▶ _PROBLEM TO WORK ON_
Rewrite the passage on accountability fairness from "We operationalize fairness" up to and including "yearly progress targets.", putting "No Child Left Behind" in place of "NCLB".

▶ _EXTRACT_
## begin

We operationalize fairness as the extent to which schools are accountable for things 
outside their control, such as the demographics of the students they enroll, their size, or their 
location. This has been an issue in previous systems; under NCLB, for example, larger schools or 
schools with more subgroups were much less likely to meet adequate yearly progress targets. 
This may be less of an issue under the Dashboard system because the negative consequences 
for poor performance are limited to nonexistent. To examine this question, we report 
correlations of status and change measures with various school characteristics obtained from 
the Common Core of Data, including demographic proportions (i.e., the percent of students 
falling under each demographic category), urbanicity, and school size (we use a log 
transformation as is typical). Rather than reporting all of the correlations, we summarize 
patterns, organized according to the outcome measure. We focus here on elementary and 
middle grades, where the data are more complete.

## end

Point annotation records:
## begin

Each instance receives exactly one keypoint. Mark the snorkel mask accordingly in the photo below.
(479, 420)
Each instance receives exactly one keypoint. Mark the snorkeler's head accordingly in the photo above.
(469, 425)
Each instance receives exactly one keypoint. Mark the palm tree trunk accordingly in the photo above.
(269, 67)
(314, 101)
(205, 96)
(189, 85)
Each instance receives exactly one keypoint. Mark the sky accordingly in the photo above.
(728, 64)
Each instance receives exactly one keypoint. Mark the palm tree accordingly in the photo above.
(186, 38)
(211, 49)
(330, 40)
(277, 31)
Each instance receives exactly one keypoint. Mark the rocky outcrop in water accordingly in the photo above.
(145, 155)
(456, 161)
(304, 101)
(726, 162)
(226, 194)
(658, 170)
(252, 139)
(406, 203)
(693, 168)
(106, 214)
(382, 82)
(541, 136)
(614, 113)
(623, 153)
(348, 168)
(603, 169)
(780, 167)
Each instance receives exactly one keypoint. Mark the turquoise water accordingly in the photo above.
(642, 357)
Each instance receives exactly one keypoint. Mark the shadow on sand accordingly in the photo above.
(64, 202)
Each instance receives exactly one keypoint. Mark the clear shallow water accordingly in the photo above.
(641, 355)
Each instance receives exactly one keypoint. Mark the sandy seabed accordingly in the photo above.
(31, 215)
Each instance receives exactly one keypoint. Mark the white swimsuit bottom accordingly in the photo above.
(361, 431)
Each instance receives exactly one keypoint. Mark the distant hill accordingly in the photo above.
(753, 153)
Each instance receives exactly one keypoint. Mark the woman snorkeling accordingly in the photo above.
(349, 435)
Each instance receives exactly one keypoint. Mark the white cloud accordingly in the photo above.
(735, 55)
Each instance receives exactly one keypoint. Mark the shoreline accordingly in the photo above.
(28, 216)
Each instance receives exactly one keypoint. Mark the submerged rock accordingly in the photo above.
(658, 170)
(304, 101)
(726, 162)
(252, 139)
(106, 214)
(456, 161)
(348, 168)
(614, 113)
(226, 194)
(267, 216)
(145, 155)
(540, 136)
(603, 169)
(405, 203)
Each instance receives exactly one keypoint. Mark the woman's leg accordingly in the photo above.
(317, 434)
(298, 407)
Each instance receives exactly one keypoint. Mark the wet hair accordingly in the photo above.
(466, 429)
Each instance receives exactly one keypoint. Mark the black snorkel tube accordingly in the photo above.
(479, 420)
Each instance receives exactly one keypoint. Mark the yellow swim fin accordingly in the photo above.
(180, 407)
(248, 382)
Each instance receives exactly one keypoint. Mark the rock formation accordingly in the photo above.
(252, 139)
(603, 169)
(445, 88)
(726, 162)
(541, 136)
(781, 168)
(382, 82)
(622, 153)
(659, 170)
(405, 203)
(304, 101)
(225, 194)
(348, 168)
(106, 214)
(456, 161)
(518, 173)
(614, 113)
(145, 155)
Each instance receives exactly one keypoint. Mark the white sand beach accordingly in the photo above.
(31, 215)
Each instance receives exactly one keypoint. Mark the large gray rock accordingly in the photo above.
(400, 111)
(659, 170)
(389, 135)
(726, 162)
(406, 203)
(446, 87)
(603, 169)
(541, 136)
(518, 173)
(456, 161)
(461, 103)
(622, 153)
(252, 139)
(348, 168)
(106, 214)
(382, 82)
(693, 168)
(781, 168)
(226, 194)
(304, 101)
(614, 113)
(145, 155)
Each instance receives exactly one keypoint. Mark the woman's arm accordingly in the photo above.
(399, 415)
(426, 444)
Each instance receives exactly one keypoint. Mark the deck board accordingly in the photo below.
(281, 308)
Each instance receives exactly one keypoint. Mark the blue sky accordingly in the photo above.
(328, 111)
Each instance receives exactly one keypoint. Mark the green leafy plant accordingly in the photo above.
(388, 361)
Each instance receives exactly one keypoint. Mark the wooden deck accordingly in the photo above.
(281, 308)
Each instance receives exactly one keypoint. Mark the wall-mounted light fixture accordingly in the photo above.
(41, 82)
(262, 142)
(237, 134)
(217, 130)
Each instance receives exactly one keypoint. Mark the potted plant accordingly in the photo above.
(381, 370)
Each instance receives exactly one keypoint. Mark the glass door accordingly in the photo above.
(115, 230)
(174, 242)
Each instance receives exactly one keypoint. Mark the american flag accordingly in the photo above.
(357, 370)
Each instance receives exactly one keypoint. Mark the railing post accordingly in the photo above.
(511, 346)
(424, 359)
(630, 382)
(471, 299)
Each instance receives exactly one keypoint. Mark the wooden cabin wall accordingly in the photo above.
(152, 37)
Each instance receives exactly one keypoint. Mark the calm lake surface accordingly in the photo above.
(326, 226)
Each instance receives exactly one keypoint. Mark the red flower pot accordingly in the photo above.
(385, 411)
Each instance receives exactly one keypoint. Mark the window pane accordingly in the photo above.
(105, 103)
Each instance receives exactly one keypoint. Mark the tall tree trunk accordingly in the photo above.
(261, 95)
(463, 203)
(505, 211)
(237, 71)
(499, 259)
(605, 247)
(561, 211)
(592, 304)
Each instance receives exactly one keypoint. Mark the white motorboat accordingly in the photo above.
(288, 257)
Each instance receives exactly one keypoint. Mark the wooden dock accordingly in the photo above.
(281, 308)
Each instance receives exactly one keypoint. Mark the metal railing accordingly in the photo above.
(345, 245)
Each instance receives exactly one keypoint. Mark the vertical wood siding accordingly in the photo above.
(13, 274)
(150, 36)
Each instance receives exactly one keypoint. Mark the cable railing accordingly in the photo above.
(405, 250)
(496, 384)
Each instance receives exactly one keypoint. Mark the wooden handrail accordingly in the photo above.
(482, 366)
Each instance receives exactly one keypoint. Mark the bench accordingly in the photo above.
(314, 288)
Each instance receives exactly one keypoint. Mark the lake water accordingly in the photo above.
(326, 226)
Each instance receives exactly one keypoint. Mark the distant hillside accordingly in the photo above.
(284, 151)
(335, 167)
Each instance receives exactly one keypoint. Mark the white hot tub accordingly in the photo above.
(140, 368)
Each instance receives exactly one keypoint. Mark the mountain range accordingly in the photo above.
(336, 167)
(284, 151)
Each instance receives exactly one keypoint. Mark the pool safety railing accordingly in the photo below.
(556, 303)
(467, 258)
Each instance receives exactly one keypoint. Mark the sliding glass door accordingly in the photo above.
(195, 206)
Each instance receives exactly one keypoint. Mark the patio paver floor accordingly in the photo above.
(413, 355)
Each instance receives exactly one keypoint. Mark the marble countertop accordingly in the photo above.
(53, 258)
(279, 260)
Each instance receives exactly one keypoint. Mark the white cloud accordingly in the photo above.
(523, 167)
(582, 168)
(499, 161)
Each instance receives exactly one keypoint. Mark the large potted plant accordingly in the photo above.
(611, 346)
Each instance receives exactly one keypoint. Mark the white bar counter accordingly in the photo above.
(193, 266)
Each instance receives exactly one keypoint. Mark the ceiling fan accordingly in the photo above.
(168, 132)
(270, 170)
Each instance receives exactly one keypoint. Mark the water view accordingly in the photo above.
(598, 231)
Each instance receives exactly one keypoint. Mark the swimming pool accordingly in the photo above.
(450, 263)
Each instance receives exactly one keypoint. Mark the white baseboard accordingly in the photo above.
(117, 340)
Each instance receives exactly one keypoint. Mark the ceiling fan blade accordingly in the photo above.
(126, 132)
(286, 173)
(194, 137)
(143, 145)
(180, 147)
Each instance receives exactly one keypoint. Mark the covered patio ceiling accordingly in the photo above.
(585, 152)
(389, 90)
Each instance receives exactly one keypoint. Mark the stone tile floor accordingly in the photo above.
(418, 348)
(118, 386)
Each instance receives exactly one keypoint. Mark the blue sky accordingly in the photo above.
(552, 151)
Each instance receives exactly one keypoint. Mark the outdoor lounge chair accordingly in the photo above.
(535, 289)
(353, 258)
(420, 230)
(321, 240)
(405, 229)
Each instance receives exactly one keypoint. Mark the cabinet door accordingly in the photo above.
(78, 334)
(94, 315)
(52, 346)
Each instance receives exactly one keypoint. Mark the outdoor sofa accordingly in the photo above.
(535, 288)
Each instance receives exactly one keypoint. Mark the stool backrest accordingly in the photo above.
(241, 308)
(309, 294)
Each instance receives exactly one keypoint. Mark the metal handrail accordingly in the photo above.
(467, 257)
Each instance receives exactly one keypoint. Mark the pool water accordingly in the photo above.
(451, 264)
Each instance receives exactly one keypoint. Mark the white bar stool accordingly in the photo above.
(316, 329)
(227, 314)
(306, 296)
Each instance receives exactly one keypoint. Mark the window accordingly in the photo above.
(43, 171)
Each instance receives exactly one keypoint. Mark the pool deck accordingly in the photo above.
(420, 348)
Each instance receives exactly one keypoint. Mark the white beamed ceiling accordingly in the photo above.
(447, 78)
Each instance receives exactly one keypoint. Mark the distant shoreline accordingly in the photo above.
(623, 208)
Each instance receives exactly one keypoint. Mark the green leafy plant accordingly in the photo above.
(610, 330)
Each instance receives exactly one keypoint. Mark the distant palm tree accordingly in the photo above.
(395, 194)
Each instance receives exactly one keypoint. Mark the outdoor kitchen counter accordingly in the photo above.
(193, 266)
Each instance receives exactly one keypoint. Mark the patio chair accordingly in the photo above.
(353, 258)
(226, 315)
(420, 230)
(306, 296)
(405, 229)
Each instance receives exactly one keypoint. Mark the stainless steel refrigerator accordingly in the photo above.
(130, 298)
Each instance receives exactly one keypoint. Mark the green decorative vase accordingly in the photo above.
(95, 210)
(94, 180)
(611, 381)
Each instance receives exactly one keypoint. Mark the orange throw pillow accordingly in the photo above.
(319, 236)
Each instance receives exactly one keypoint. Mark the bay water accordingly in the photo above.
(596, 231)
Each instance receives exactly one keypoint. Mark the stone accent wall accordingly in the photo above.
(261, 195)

## end

▶ _EXERCISE OUTPUT_
We operationalize fairness as the extent to which schools are accountable for things 
outside their control, such as the demographics of the students they enroll, their size, or their 
location. This has been an issue in previous systems; under No Child Left Behind, for example, larger schools or 
schools with more subgroups were much less likely to meet adequate yearly progress targets.